*Texte choisi:*
↓↓↓
Le mécanisme de la décote : une double peine
Une retraite du régime général sera versée « à taux plein », soit 50% du Salaire Annuel Moyen (SAM) de référence, à deux conditions : avoir atteint 62 ans, et validé tous les trimestres de cotisations requis (166). Quand un cotisant n'a pas le nombre de trimestres requis, il ne pourra pas prétendre à une retraite pleine mais seulement au pro rata du nombre de trimestres effectivement cotisés au nombre de trimestres requis. Ainsi, s'il a cotisé 158 trimestres au lieu de 166, une fois qu’il ne sera plus soumis à la décote, il touchera 158/166=95% de la pension correspondant à son taux plein, soit 47.6% de son SAM.
La décote est une pénalité réduisant encore cette retraite incomplète, si le cotisant n’ayant pas le nombre requis de trimestres validés prend sa retraite avant 67 ans : 1.25% par trimestre manquant, soit 5% par an, 25% pour 5 ans...
Ainsi, s’il lui manque 5 années de cotisations, ce n’est pas 146/166=88% d’une retraite à taux plein (50% du SAM) qu’il touchera, mais la moitié : seulement 25% du SAM alors qu’il a cotisé à hauteur de 44% du SAM en nombre de trimestres !
Cette disposition me paraît nuire à la nécessaire équité d’un système fragile reposant sur la solidarité nationale, déjà mise à mal par la multiplicité des régimes spéciaux. En effet, la décote est par essence inéquitable selon le principe même de la répartition : pour deux cotisants de situations identiques au nombre de trimestres validés près, chaque trimestre les cotisations de tous deux contribuent identiquement en étant redistribuées aux pensionnés du moment - pourtant les droits acquis correspondant à ce trimestre seront amoindris pour l’un d’entre eux…
Quels sont les arguments avancés pour justifier de la décote ?
↑↑↑
*À compléter:*
(a) D'après le texte sur la décote des retraites, pourquoi la décote est-elle inéquitable selon le principe même de la répartition ? Répondez en une à trois phrases.
(b) Poursuivez le texte sur la décote des retraites à partir de la question qui le termine.

*Extrait de données:*
↓↓↓
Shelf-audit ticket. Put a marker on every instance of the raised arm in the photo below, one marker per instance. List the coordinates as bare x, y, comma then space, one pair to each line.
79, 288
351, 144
↑↑↑
*Exercices corrigés:*
(a) Pour deux cotisants dont la situation ne diffère que par le nombre de trimestres validés, les cotisations de chacun contribuent de façon identique à chaque trimestre, puisqu'elles sont redistribuées aux pensionnés du moment. Pourtant, les droits acquis pour ce même trimestre seront amoindris pour l'un des deux.

(b)
L'objectif de son extension à 67 ans serait de faire des économies : non seulement leur montant est contesté, mais de plus comme un système par répartition ne peut faire d’ économies qu’à la marge, sa gestion ne portant pas par nature sur un large montant puisque les cotisations sont constamment redistribuées, il faut s’interroger sur qui fait les frais de ce qui n’est autre qu’une diminution de droits. En fait d’« économies » il s’agit
- soit de faire payer par des pénalités appliquées sur les retraites des cotisants - femmes ET hommes - dont le parcours professionnel ne leur a pas permis de remplir les conditions de durée et de régularité nécessaires à l’obtention d’un taux plein par la validation de suffisamment de trimestres pour atteindre le seuil à 62 ans,
- soit de retarder le moment de la liquidation de celles des retraites qui sont incomplètes, en faisant le plus souvent peser ailleurs la charge correspondante (unedic, caisses maladie, fond de réserve …)
Comme autre effet pervers des paramètres retenus pour la décote, on peut aussi penser que les cotisants à qui il manquera plus de 20 trimestres ne seront pas particulièrement enclins – si tant est qu’ils en aient l’opportunité – à valider des trimestres entre 62 et 67 ans, sachant que de toute façon il ne pourraient pas réduire leur décote avant 67 ans : de fait, pour eux, l’accès à leur droits à la retraite, proportionnellement amoindris mais sans amputation supplémentaire, sera à partir de 67 ans et pas avant.
Retarder l’exigibilité des droits acquis, c’est du même ordre qu’accorder un délai de paiement à Madoff : dans ce type de situation, chacun sait que les derniers servis sont les perdant. La décote consiste en faire payer les retraites des uns par un amoindrissement arbitraire des droits des autres, ce qui ne garantit ni l’équilibre, ni l’équité du système de retraites.
1812, la retraite de Russie – 2012, l’heure du bilan… dont celui de la première partie de la promesse présidentielle, celle de travailler plus, qui devra être plus suivie ou subie y compris une fois en retraite.